> Prompt: Repeat each line of the material below exactly as it appears, minus any pictures.

> Given records:
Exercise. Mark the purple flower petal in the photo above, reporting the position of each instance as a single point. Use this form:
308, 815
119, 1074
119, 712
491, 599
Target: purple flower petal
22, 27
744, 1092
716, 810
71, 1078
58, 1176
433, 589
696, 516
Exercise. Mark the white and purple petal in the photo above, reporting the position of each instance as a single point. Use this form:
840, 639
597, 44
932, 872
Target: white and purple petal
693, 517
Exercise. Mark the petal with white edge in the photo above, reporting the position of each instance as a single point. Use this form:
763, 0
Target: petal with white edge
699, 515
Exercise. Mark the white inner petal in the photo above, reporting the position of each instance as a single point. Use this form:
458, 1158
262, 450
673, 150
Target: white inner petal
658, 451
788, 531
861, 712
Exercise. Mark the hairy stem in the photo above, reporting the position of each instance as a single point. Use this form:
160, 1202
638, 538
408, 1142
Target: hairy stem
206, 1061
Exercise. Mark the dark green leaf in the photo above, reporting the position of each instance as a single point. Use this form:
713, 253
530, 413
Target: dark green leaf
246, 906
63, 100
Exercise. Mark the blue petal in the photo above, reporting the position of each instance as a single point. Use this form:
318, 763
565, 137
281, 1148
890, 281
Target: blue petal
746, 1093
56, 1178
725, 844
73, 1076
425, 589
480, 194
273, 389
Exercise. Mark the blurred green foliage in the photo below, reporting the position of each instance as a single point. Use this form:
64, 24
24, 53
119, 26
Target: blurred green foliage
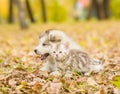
115, 8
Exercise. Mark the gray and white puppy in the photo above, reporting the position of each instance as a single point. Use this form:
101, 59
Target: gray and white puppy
44, 47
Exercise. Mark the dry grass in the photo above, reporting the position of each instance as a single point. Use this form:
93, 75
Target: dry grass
19, 65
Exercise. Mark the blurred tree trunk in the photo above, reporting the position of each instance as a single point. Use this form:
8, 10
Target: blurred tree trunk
43, 10
100, 7
29, 11
21, 14
10, 17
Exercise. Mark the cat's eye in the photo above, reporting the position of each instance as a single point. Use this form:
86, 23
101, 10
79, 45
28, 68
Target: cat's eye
60, 52
54, 52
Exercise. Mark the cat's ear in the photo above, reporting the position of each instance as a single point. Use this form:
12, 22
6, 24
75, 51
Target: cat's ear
67, 45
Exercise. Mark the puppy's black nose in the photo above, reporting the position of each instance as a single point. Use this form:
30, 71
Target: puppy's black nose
35, 51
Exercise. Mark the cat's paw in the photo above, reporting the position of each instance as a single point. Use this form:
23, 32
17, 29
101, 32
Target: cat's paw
55, 73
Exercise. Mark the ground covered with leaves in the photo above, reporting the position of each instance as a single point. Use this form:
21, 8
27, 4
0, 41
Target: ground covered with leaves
19, 66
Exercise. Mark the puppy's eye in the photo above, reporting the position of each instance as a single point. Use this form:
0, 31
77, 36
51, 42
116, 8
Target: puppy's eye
60, 52
54, 52
44, 44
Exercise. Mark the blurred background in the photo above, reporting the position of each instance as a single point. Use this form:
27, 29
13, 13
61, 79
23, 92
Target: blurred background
26, 12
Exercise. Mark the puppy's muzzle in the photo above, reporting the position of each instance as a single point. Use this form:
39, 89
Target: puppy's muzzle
35, 51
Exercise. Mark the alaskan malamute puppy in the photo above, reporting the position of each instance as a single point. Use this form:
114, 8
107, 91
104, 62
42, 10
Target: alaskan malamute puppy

> Expected output:
Exercise. Mark the purple flower petal in the photo above, reporting the position of each instance as a single point. Use this form:
308, 815
119, 1074
119, 712
491, 599
Target: purple flower petal
22, 27
744, 1092
716, 810
71, 1078
58, 1176
433, 589
696, 516
Exercise. Mark the white and purple petal in the photo above, reporting the position of each instance as a single point. Use this form:
840, 639
597, 44
932, 872
Target: white and purple petal
693, 517
Exercise. Mark the petal with white edge in the photo above, reporting the position of each instance as a single point. Use this form:
763, 0
Target: petal with white edge
699, 515
Exercise. Mark the white inner petal in the photo above, reporting the position of each instance as a single point. Use this form:
458, 1158
262, 450
673, 150
Target: white inner petal
658, 451
788, 531
861, 712
Exercise. Mark the hairy stem in the photo above, reporting the position of each instance as a single point. Use this form:
160, 1202
638, 538
408, 1142
Target: hairy stem
206, 1061
Exercise. Mark the dark green leaf in the photo above, reporting the position of each instance as a single point. Use this form:
713, 253
530, 413
Target: dark green leaf
246, 906
63, 100
Exercise. Mark the blue petal in the photo above, reporting the position of each instance as a single point. Use this form:
318, 763
565, 137
281, 1148
890, 281
Target: blue petal
746, 1093
56, 1178
725, 844
73, 1076
425, 589
480, 194
273, 389
Exercise. Mark the blurred green foliage in the photo below, reporting the position of each instance as a single point. Use this form:
64, 24
24, 53
119, 26
Target: blurred green foliage
115, 8
Exercise. Mark the gray and white puppy in the photo above, reporting the position of each instance as a single point. Use this form:
101, 59
Target: gray and white puppy
44, 47
Exercise. Mark the dry grass in the photo above, reporting the position of each instance as a single point. Use this form:
93, 75
Target: dry grass
19, 65
Exercise. Mark the blurred tree trunk in the photo above, reporting the position of each instance as a single point. Use this form:
8, 10
Target: blurred tree trunk
43, 10
100, 7
29, 11
21, 14
10, 17
Exercise. Mark the cat's eye in the photo above, reporting the position of each instance as a single point. Use this form:
86, 23
101, 10
79, 45
28, 68
Target: cat's eye
60, 52
54, 52
Exercise. Mark the cat's ear in the photo above, reporting the position of each instance as a single point. Use this form:
12, 22
6, 24
75, 51
Target: cat's ear
67, 45
Exercise. Mark the puppy's black nose in the photo above, reporting the position of each instance as a single point. Use this form:
30, 71
Target: puppy's black nose
35, 51
Exercise. Mark the cat's paw in the photo above, reporting the position of each instance as a single point. Use this form:
23, 32
17, 29
101, 32
Target: cat's paw
55, 73
Exercise. Mark the ground covered with leaves in the photo above, reporting the position of each instance as a single point. Use this form:
21, 8
27, 4
0, 41
Target: ground covered with leaves
19, 66
Exercise. Mark the puppy's eye in the photo above, reporting the position of each instance as a single point. Use this form:
0, 31
77, 36
51, 42
116, 8
Target: puppy's eye
60, 52
54, 52
44, 44
Exercise. Mark the blurred background in the photo above, reporting the position of each instance as a single point. Use this form:
27, 29
13, 13
61, 79
23, 92
Target: blurred background
26, 12
Exercise. Mark the puppy's muzzle in the photo above, reporting the position of each instance as a single point. Use this form:
39, 89
Target: puppy's muzzle
35, 51
Exercise. Mark the alaskan malamute puppy in the photo above, reporting the position of each instance as a single point. Use this form:
114, 8
107, 91
104, 62
42, 10
Target: alaskan malamute puppy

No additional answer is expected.